*WHAT IS NEEDED*.
Set down each entry from the block beneath, exactly as written.

** start THE INPUT **

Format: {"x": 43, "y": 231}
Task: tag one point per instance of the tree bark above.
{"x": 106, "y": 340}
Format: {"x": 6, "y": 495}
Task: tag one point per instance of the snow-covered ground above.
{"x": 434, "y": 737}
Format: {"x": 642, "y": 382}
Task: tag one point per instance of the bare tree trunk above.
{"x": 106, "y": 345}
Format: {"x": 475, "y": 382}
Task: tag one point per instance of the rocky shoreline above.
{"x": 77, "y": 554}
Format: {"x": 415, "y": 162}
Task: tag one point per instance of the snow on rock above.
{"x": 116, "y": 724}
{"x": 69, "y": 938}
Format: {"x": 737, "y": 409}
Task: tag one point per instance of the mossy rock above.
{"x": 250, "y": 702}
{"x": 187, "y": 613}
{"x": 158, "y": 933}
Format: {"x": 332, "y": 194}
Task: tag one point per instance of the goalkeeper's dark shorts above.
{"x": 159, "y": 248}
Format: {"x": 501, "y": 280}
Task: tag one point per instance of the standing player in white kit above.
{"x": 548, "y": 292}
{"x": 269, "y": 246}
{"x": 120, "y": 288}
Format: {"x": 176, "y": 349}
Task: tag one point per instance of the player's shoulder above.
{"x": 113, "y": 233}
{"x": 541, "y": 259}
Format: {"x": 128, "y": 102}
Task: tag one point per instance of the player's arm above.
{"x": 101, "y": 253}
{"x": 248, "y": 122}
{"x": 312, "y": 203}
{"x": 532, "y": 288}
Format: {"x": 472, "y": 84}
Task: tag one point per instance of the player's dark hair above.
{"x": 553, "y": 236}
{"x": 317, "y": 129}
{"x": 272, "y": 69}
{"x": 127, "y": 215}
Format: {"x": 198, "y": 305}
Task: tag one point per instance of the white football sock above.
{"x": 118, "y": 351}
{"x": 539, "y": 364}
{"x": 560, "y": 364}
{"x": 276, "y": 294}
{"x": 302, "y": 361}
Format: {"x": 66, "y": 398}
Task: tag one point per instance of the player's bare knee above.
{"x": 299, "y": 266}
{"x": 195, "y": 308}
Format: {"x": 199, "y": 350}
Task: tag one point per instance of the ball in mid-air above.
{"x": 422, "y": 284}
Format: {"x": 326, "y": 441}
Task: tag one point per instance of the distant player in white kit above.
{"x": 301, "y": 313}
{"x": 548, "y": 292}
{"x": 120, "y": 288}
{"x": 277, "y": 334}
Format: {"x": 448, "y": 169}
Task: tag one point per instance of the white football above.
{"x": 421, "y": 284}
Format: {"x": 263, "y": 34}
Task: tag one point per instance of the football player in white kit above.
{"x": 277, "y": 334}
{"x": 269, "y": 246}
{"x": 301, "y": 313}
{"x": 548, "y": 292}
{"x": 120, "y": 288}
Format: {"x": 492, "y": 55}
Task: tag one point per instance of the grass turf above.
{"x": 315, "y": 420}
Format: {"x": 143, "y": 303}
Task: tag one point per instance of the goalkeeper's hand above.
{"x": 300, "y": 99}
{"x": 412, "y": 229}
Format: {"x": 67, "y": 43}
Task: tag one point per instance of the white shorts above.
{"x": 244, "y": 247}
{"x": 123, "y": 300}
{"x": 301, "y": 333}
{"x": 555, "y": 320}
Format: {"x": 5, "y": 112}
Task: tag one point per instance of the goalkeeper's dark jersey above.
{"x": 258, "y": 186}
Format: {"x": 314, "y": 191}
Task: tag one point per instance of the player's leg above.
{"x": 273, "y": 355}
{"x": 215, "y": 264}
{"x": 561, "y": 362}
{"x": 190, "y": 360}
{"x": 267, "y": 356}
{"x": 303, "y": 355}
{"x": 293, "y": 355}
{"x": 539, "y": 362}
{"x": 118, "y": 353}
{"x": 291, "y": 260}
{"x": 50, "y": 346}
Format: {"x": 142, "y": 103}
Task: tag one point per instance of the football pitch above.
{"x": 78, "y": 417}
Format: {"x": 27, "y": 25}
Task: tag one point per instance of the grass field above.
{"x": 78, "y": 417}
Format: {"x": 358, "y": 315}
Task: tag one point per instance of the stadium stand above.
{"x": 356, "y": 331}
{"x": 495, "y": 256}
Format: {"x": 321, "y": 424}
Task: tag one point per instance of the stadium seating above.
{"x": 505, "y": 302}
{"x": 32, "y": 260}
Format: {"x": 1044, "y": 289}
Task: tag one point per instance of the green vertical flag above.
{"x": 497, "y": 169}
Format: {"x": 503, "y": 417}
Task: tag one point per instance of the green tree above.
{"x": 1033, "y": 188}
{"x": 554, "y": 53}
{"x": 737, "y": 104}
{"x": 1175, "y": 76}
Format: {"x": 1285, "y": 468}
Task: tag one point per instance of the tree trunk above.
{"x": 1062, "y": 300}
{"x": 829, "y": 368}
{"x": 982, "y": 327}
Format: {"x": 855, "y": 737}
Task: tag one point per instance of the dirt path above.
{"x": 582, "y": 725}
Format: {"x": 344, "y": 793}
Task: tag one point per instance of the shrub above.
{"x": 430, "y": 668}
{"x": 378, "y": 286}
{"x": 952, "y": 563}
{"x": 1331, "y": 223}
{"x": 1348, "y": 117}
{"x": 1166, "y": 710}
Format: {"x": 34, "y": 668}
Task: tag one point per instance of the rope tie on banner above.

** end THE INPUT **

*EXERCISE ANSWER*.
Format: {"x": 43, "y": 231}
Task: tag one point per instance of the tree bark above.
{"x": 106, "y": 340}
Format: {"x": 6, "y": 495}
Task: tag one point per instance of the snow-covered ground above.
{"x": 434, "y": 737}
Format: {"x": 642, "y": 382}
Task: tag one point per instance of the bare tree trunk above.
{"x": 106, "y": 345}
Format: {"x": 475, "y": 382}
Task: tag one point per instance of the rocky shoreline above.
{"x": 77, "y": 554}
Format: {"x": 415, "y": 162}
Task: tag one point per instance of the snow on rock above.
{"x": 116, "y": 724}
{"x": 69, "y": 938}
Format: {"x": 737, "y": 409}
Task: tag one point per instance of the mossy rock above.
{"x": 250, "y": 702}
{"x": 187, "y": 613}
{"x": 158, "y": 933}
Format: {"x": 332, "y": 194}
Task: tag one point per instance of the goalkeeper's dark shorts above.
{"x": 159, "y": 248}
Format: {"x": 501, "y": 280}
Task: tag one point per instance of the standing player in white kit above.
{"x": 548, "y": 292}
{"x": 269, "y": 246}
{"x": 120, "y": 288}
Format: {"x": 176, "y": 349}
Task: tag one point per instance of the player's shoulder above.
{"x": 113, "y": 233}
{"x": 541, "y": 259}
Format: {"x": 128, "y": 102}
Task: tag one point per instance of the player's arm above.
{"x": 101, "y": 253}
{"x": 248, "y": 122}
{"x": 312, "y": 203}
{"x": 532, "y": 288}
Format: {"x": 472, "y": 84}
Task: tag one point per instance of the player's dark hair above.
{"x": 553, "y": 236}
{"x": 317, "y": 129}
{"x": 272, "y": 69}
{"x": 127, "y": 215}
Format: {"x": 198, "y": 305}
Task: tag one point per instance of the white football sock above.
{"x": 118, "y": 351}
{"x": 539, "y": 364}
{"x": 560, "y": 364}
{"x": 276, "y": 294}
{"x": 302, "y": 361}
Format: {"x": 66, "y": 398}
Task: tag one point per instance of the player's bare knee above.
{"x": 299, "y": 266}
{"x": 195, "y": 308}
Format: {"x": 199, "y": 350}
Task: tag one point per instance of the ball in mid-air above.
{"x": 422, "y": 284}
Format: {"x": 326, "y": 441}
Task: tag one point per instance of the distant player in white kit above.
{"x": 301, "y": 313}
{"x": 548, "y": 292}
{"x": 120, "y": 288}
{"x": 277, "y": 334}
Format: {"x": 448, "y": 169}
Task: tag one point per instance of the white football above.
{"x": 421, "y": 284}
Format: {"x": 263, "y": 34}
Task: tag one point per instance of the football player in white kit above.
{"x": 277, "y": 334}
{"x": 269, "y": 246}
{"x": 301, "y": 313}
{"x": 548, "y": 292}
{"x": 120, "y": 288}
Format: {"x": 492, "y": 55}
Task: tag one point per instance of the grass turf above.
{"x": 315, "y": 420}
Format: {"x": 143, "y": 303}
Task: tag one point per instance of the goalkeeper's hand above.
{"x": 300, "y": 99}
{"x": 412, "y": 229}
Format: {"x": 67, "y": 43}
Task: tag one point per instance of the white shorts above.
{"x": 244, "y": 247}
{"x": 123, "y": 300}
{"x": 301, "y": 333}
{"x": 555, "y": 320}
Format: {"x": 5, "y": 112}
Task: tag one point per instance of the goalkeeper's dark jersey above.
{"x": 258, "y": 186}
Format: {"x": 314, "y": 191}
Task: tag one point per instance of the player's leg above.
{"x": 273, "y": 355}
{"x": 215, "y": 264}
{"x": 561, "y": 362}
{"x": 190, "y": 360}
{"x": 267, "y": 356}
{"x": 303, "y": 355}
{"x": 293, "y": 355}
{"x": 539, "y": 362}
{"x": 118, "y": 353}
{"x": 291, "y": 260}
{"x": 50, "y": 346}
Format: {"x": 142, "y": 103}
Task: tag one point per instance of the football pitch above.
{"x": 78, "y": 417}
Format: {"x": 27, "y": 25}
Task: tag one point per instance of the grass field above.
{"x": 78, "y": 417}
Format: {"x": 358, "y": 315}
Task: tag one point per instance of the stadium stand above.
{"x": 356, "y": 331}
{"x": 495, "y": 256}
Format: {"x": 321, "y": 424}
Task: tag one point per instance of the stadium seating above.
{"x": 505, "y": 302}
{"x": 32, "y": 260}
Format: {"x": 1044, "y": 289}
Task: tag one point per instance of the green vertical flag above.
{"x": 497, "y": 169}
Format: {"x": 503, "y": 417}
Task: tag one point per instance of the green tree above.
{"x": 1033, "y": 188}
{"x": 554, "y": 53}
{"x": 737, "y": 104}
{"x": 1175, "y": 76}
Format: {"x": 1285, "y": 468}
Task: tag one point per instance of the tree trunk above.
{"x": 1062, "y": 300}
{"x": 829, "y": 368}
{"x": 982, "y": 327}
Format: {"x": 855, "y": 737}
Task: tag one point per instance of the dirt path above.
{"x": 582, "y": 725}
Format: {"x": 344, "y": 793}
Task: tag one point per instance of the shrub above.
{"x": 430, "y": 668}
{"x": 378, "y": 286}
{"x": 952, "y": 563}
{"x": 1331, "y": 223}
{"x": 1348, "y": 117}
{"x": 1166, "y": 710}
Format: {"x": 34, "y": 668}
Task: tag one point per instance of the rope tie on banner above.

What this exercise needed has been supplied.